Begin Text excerpt
In accordance with certain exemplary implementations of the disclosed technology, the enterprise server 306 may provide a user interface (UI) 312a for communication with the user device 302. In certain exemplary implementations, the control, formatting, presentation, display, capture of user responses, etc., may be coordinated by the enterprise server 306 via the UI 312a, in communication with the security server 310. In an optional example implementation, the security server 310 may “host” an enterprise UI 312b, for example, so that user enrollment and/or authentication may be processed by the security server 310. In certain exemplary implementations, the user device 312 may connect (via the network 308) with security server 310. In certain exemplary implementations, enterprise server 306 may redirect the user device 302 to the security server 310 to perform enrollment and/or authentication.
End Text excerpt
Do this —
In the passage about the enterprise and security servers, to which server may the enterprise server 306 redirect the user device 302, and for what purpose?
Begin Supplied material
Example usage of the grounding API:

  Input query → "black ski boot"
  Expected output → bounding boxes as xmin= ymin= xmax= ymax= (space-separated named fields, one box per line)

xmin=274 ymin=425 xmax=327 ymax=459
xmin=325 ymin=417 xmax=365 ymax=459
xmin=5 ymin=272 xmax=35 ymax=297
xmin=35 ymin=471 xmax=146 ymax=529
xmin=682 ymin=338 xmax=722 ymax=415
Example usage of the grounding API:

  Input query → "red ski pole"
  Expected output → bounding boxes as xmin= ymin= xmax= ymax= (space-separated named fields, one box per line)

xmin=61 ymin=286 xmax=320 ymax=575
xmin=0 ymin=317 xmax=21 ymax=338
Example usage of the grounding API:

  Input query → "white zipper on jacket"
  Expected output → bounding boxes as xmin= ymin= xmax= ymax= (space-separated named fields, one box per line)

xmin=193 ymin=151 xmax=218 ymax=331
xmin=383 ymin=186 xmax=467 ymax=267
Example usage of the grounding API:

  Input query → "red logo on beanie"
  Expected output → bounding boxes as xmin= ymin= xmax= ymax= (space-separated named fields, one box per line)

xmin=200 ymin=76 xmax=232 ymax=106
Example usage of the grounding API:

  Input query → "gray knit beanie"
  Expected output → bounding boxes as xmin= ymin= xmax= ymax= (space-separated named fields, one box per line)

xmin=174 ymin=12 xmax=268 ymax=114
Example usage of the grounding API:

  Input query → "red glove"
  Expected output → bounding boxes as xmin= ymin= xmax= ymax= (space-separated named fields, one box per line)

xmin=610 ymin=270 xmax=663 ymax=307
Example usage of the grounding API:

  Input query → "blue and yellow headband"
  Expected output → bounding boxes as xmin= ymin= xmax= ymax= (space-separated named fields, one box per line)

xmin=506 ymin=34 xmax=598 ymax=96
End Supplied material
Finished exercise —
To the security server 310, to perform enrollment and/or authentication.